Text-to-region grounding data:

*****

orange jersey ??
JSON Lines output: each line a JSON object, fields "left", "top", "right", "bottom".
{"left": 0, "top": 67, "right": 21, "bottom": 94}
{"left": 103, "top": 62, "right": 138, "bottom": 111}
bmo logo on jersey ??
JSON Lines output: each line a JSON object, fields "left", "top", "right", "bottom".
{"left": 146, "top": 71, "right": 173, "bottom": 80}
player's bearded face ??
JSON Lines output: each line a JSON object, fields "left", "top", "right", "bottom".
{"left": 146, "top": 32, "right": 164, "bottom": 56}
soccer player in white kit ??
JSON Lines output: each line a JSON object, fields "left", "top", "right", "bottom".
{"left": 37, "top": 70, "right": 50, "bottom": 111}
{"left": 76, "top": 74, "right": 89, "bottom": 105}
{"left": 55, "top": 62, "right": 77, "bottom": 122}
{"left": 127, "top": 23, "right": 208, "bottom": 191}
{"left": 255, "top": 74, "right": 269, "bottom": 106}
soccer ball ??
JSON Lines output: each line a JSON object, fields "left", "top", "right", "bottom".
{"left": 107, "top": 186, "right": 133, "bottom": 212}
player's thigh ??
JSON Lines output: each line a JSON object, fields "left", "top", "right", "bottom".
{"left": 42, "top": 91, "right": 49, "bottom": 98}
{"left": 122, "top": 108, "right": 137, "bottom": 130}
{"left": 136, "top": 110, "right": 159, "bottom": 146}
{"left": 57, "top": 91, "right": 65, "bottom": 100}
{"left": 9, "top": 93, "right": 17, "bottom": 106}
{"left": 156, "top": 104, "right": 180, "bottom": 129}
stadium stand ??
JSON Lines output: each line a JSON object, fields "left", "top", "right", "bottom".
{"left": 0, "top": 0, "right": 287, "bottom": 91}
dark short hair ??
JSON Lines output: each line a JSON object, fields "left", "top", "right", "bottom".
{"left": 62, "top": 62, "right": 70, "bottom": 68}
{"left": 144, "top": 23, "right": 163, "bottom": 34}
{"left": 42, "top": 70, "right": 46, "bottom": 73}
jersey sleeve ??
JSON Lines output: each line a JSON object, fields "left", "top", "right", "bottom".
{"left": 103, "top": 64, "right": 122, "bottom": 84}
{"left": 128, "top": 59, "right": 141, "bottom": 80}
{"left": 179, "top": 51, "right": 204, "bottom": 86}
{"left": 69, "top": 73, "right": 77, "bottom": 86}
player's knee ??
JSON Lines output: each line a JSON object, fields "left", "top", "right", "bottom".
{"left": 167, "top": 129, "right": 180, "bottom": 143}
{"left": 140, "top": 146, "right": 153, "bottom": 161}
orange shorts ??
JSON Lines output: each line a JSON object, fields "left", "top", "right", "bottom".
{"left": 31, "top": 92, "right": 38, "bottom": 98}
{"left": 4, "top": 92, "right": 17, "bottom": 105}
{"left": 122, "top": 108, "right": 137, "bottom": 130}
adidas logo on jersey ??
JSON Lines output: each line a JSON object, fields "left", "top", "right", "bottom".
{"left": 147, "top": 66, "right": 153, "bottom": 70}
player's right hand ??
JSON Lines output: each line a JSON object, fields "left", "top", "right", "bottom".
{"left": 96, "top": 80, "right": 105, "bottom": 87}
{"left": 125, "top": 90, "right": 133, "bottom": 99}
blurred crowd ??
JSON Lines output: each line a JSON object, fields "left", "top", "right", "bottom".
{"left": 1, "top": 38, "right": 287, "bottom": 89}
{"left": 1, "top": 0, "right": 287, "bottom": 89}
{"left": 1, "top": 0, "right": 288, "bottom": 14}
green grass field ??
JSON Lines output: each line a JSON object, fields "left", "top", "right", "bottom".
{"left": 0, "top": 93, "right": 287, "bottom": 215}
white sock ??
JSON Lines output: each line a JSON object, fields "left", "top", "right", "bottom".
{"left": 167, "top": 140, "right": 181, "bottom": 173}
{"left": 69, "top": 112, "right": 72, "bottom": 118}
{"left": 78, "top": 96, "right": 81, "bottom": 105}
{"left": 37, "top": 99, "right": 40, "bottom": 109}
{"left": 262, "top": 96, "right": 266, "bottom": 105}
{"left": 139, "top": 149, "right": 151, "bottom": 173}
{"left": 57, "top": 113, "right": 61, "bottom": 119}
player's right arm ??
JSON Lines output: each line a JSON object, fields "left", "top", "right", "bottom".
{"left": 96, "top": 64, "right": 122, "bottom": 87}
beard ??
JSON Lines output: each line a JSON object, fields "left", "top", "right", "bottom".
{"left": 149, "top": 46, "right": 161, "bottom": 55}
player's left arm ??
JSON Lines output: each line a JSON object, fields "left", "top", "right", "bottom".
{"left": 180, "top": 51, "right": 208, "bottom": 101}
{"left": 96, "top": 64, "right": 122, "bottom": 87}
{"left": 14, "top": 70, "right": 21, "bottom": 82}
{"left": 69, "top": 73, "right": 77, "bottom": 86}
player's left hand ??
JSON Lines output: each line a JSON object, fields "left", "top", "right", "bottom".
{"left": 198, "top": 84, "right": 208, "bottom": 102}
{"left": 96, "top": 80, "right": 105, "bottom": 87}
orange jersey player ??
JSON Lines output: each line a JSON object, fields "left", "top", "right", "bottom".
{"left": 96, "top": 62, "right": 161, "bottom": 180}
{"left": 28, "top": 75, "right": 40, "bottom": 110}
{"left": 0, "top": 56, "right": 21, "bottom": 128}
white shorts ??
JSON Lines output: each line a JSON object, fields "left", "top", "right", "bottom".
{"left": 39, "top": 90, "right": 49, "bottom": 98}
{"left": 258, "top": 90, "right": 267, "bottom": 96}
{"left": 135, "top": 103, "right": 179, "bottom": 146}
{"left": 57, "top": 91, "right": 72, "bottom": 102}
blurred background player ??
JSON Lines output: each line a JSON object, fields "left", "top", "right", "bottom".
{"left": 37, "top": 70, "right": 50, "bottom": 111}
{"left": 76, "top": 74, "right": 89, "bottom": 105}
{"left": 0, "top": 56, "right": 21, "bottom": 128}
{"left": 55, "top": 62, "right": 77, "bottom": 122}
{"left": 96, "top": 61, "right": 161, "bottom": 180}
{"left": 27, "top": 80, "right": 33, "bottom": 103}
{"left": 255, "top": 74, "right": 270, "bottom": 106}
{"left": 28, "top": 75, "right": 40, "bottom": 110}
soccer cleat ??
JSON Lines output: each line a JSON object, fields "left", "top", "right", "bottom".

*****

The task:
Count of lines in the data above that contain the string "orange": give this number and no other words.

Solution to this exercise:
3